Alcohol and ice in a tumbler.

Sept. 18, 2020—Knowledge is power when it comes to avoiding the potentially serious consequences of alcohol. For starters, check out these facts from the National Institute on Alcohol Abuse and Alcoholism.

1. Alcohol is the most commonly used addictive substance in the U.S. About 1 in every 17 adults struggles with an alcohol use disorder. Millions more engage in risky drinking.

2. Dangerous drinking does real damage. Consider a few stats about alcohol's extreme impacts:

  • Excessive alcohol use is linked to 88,000 deaths per year.
  • Alcohol is the third-leading preventable cause of death in the U.S.
  • Alcohol misuse costs the U.S. about $249 billion per year.

3. Alcohol can cause serious health problems. For instance, binge drinking (drinking a lot of alcohol in a short amount of time) or heavy drinking (binge drinking on five or more days a month) can increase the risk of:

  • Infections due to a weakened immune system.
  • Stroke.
  • Heart problems, such as irregular heartbeat and high blood pressure.
  • Cancer, including liver, oral, esophageal and breast cancers.
  • Liver disease, including cirrhosis.
  • Pancreatitis.
  • Alcohol use disorder.
  • Car crashes and other accidents.
  • Violent behavior.
  • Suicide.

4. Alcohol use disorder has little to do with what you drink. Whether a person is dependent on beer, wine or liquor, they have an uncontrollable need for alcohol—a need that can feel as strong as a craving for food or water.

Know the warning signs

Could you be at risk for or already have a drinking problem? The following can help you find out. For example, you could have a drinking problem if, in the past year, you:

  • Ever drank more, or for longer, than you intended.
  • Unsuccessfully tried to cut back or stop more than once.
  • Got into dangerous situations involving alcohol.

——————

→ **Problem set**:
A. According to the alcohol facts text, why does alcohol use disorder have little to do with what a person drinks? Answer in one to three sentences.
B. Can you reproduce the stretch of the alcohol facts text from "1. Alcohol is" through "high blood pressure." word for word?

——————

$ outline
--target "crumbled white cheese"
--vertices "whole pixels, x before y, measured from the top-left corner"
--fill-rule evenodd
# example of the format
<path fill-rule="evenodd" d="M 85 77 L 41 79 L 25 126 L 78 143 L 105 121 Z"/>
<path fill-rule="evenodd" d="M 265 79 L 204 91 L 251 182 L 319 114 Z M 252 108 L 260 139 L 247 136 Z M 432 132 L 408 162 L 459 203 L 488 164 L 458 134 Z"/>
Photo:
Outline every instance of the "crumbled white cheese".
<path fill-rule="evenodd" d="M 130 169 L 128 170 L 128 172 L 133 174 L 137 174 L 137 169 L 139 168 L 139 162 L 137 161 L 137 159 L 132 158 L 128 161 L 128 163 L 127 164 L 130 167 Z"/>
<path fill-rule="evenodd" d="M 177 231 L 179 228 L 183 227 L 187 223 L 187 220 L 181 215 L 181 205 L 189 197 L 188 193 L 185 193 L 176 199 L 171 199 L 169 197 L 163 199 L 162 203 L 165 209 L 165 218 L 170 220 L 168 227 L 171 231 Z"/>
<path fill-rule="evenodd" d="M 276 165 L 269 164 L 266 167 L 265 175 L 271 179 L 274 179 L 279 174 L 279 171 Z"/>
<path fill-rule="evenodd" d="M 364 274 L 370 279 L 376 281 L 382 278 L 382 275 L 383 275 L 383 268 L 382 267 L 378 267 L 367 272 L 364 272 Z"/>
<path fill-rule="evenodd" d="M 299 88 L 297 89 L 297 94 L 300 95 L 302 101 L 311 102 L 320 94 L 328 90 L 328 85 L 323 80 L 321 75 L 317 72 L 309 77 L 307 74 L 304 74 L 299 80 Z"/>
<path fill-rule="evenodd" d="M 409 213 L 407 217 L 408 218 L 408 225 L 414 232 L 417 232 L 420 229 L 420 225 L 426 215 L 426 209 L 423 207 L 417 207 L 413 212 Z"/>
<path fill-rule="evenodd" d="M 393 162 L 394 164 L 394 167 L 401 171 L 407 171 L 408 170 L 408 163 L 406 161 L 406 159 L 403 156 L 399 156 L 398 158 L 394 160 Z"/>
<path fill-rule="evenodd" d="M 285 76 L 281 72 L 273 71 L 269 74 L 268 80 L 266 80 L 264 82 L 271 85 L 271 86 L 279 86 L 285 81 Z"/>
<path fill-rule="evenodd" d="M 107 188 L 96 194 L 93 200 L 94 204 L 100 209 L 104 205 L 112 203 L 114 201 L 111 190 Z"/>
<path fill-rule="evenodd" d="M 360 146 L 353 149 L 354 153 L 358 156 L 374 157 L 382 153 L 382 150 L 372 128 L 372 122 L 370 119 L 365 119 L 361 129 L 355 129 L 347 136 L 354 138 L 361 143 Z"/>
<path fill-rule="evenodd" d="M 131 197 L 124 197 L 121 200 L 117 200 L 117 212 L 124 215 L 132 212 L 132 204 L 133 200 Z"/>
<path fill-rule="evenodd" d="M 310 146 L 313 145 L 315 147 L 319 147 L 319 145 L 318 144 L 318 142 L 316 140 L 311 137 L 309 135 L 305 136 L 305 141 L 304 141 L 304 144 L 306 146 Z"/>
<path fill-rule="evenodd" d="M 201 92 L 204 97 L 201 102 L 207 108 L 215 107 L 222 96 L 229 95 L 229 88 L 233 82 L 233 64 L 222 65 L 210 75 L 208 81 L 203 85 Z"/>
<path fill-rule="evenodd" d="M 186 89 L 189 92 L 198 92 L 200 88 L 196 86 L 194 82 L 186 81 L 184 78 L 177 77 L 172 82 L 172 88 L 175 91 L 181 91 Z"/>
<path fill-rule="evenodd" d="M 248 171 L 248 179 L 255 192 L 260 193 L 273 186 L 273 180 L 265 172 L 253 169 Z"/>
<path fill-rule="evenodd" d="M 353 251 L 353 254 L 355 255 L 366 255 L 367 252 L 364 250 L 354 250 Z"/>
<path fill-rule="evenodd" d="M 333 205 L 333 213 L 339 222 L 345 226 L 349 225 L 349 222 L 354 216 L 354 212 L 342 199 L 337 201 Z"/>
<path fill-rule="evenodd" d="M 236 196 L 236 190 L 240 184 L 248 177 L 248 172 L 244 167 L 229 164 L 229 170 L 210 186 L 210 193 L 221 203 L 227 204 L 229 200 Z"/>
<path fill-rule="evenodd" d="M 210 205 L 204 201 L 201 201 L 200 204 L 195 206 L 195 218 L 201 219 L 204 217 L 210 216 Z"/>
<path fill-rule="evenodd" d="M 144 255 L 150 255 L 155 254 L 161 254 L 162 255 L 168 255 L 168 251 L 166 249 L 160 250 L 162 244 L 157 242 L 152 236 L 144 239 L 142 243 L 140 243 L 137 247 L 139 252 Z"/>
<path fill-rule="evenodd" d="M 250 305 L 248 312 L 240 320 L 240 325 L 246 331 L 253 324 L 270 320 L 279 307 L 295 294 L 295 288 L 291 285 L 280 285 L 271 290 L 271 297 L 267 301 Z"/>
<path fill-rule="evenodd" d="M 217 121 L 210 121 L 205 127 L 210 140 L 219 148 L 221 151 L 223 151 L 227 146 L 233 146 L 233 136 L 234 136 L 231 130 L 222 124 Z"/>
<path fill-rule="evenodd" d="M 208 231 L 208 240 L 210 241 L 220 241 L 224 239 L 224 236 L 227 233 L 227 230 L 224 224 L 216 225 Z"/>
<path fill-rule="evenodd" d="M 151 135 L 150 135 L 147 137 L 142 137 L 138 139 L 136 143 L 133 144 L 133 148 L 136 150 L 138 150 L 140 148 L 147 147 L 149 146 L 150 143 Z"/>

——————

→ **Task answers**:
A. Whether someone is dependent on beer, wine or liquor, they have the same uncontrollable need for alcohol. That need can feel as strong as a craving for food or water.

B.
1. Alcohol is the most commonly used addictive substance in the U.S. About 1 in every 17 adults struggles with an alcohol use disorder. Millions more engage in risky drinking.

2. Dangerous drinking does real damage. Consider a few stats about alcohol's extreme impacts:

  • Excessive alcohol use is linked to 88,000 deaths per year.
  • Alcohol is the third-leading preventable cause of death in the U.S.
  • Alcohol misuse costs the U.S. about $249 billion per year.

3. Alcohol can cause serious health problems. For instance, binge drinking (drinking a lot of alcohol in a short amount of time) or heavy drinking (binge drinking on five or more days a month) can increase the risk of:

  • Infections due to a weakened immune system.
  • Stroke.
  • Heart problems, such as irregular heartbeat and high blood pressure.